-- MATERIAL PROVIDED follows --
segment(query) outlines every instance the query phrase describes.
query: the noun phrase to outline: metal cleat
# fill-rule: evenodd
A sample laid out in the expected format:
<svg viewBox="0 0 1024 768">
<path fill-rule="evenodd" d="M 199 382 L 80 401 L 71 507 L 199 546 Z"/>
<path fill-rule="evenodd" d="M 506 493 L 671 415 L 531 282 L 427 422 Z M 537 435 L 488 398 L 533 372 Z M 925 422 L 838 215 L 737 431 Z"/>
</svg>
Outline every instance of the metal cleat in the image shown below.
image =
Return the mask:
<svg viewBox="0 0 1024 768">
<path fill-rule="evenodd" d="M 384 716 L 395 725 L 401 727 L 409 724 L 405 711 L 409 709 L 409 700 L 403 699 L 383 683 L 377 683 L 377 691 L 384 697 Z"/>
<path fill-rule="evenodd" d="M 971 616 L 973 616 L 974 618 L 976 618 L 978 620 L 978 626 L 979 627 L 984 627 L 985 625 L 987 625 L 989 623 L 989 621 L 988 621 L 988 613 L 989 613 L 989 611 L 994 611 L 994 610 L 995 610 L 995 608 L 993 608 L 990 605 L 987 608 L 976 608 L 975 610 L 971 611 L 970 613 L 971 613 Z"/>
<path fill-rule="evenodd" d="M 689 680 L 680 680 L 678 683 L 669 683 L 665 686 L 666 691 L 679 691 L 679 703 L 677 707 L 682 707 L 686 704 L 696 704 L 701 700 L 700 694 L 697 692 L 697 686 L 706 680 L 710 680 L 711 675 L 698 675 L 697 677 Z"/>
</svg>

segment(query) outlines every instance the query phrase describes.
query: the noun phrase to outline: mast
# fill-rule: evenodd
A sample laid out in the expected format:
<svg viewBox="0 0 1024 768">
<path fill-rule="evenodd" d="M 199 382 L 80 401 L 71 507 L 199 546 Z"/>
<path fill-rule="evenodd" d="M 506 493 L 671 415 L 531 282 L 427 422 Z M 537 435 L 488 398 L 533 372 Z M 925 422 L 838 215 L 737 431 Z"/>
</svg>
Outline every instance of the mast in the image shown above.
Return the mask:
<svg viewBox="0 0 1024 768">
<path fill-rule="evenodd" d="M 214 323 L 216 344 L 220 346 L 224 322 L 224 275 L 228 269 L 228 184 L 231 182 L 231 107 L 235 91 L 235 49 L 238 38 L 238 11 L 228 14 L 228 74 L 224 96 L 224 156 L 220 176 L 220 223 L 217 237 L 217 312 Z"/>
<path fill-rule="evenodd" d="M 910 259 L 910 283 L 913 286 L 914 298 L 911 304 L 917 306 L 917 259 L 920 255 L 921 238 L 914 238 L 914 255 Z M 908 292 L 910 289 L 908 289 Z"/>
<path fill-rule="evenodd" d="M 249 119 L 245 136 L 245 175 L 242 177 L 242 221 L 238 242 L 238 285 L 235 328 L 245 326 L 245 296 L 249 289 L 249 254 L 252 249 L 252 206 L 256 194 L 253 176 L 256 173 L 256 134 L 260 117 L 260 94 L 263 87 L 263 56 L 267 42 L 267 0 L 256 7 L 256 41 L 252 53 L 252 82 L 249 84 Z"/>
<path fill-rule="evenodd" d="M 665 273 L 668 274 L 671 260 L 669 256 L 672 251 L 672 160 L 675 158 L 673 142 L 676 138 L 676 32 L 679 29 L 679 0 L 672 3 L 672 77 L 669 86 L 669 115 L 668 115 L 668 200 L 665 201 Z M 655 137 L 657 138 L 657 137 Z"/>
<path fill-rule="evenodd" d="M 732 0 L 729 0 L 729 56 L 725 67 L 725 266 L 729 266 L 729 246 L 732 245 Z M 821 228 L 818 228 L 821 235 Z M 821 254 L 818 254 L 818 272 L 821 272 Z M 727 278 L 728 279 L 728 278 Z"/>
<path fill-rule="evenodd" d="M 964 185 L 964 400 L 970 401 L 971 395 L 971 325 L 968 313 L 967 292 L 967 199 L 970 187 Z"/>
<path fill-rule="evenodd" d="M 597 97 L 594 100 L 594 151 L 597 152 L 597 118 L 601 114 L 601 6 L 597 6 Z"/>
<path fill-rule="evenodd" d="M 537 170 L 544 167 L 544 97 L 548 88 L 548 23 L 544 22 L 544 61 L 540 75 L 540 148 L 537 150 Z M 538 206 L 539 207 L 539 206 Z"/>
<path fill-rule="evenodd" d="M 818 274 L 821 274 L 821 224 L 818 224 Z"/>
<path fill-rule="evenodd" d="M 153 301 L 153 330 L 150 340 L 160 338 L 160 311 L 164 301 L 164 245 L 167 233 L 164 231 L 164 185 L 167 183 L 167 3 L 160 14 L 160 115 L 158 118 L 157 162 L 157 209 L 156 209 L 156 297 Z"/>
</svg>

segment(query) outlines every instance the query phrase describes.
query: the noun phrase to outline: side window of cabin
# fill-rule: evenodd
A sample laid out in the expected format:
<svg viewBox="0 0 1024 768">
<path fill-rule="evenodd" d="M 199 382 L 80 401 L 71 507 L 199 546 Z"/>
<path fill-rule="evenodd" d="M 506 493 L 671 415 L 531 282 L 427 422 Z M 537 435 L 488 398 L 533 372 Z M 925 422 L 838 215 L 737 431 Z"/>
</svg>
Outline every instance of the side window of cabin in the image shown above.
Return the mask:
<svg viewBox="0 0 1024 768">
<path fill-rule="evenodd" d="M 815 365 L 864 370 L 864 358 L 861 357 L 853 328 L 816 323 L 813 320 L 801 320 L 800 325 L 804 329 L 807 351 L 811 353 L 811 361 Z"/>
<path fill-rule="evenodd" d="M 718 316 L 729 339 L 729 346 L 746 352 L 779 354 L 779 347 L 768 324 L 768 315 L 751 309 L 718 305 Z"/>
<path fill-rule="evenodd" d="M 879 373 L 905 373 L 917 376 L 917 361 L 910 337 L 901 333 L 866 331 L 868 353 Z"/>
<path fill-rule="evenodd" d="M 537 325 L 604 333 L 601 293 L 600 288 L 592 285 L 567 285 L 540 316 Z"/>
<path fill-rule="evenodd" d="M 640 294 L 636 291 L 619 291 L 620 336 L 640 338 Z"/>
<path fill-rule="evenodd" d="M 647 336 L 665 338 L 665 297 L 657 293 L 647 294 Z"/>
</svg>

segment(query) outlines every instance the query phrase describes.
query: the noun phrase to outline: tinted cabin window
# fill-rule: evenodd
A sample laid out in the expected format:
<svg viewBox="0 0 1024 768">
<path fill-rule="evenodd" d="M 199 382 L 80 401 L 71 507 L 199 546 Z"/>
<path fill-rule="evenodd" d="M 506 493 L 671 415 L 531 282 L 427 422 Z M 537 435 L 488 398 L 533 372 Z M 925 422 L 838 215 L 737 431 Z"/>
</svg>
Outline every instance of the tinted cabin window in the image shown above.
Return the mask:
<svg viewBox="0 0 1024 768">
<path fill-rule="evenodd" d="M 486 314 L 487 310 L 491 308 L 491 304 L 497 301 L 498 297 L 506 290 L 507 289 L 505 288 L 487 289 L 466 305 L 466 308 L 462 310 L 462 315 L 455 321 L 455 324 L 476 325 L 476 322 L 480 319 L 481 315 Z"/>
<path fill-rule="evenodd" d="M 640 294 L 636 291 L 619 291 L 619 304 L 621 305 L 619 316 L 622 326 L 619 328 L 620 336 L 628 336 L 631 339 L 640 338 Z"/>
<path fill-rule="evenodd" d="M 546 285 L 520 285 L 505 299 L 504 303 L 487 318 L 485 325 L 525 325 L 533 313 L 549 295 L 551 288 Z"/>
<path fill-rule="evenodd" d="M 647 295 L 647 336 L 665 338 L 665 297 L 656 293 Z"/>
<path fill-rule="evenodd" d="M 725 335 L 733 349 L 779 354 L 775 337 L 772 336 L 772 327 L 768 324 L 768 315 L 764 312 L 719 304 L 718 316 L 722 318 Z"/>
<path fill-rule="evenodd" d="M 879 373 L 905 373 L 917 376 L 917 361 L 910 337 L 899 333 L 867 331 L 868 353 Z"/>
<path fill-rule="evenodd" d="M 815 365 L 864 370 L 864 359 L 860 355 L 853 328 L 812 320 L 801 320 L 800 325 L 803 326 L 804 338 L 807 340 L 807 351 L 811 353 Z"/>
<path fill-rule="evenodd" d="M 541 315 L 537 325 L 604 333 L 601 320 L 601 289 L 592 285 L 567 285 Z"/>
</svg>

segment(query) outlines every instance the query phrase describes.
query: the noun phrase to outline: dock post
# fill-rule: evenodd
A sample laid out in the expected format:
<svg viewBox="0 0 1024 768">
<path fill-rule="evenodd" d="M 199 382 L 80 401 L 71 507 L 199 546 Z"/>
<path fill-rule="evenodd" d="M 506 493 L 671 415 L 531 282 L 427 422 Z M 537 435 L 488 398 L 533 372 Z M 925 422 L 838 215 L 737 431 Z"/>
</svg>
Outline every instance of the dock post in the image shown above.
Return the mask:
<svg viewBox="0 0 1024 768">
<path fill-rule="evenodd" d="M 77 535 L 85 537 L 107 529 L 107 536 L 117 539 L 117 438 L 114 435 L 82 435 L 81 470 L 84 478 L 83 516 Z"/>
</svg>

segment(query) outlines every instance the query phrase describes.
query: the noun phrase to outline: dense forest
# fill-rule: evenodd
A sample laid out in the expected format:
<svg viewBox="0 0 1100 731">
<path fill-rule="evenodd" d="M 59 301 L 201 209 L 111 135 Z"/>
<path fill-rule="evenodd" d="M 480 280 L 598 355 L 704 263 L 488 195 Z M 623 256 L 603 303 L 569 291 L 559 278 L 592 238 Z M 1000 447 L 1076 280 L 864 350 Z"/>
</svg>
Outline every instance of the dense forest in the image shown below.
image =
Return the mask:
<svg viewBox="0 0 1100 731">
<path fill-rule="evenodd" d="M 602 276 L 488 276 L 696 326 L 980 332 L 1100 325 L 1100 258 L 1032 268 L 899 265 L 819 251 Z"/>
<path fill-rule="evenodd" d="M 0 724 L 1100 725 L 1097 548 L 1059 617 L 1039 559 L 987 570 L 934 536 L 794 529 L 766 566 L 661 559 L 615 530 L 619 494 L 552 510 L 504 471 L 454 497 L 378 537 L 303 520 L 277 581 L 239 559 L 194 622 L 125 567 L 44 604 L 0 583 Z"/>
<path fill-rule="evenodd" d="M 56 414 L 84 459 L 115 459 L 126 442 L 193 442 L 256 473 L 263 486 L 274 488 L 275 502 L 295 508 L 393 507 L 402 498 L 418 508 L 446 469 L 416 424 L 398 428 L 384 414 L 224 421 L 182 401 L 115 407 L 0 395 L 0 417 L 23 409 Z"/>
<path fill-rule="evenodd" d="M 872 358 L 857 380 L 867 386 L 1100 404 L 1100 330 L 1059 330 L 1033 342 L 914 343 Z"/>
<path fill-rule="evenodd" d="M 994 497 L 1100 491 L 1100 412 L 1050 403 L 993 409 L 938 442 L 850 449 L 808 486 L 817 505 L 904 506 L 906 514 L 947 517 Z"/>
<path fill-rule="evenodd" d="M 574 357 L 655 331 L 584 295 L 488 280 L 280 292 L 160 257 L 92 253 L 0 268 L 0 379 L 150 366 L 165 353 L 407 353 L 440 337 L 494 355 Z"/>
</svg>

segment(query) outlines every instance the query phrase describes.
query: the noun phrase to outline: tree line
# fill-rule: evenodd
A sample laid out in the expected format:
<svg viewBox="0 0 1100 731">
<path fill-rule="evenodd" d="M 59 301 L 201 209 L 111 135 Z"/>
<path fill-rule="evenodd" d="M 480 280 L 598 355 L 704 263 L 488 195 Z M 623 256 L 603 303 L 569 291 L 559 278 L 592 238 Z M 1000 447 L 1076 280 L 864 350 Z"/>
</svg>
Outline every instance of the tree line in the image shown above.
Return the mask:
-- MATERIAL PROVIDED concluded --
◆ **EXERCISE REQUIREMENTS**
Pull out every line in the data above that has the word "metal".

◆ **RESULT OF THIS EXERCISE**
query: the noun phrase to outline: metal cleat
Outline every instance of the metal cleat in the image shown below.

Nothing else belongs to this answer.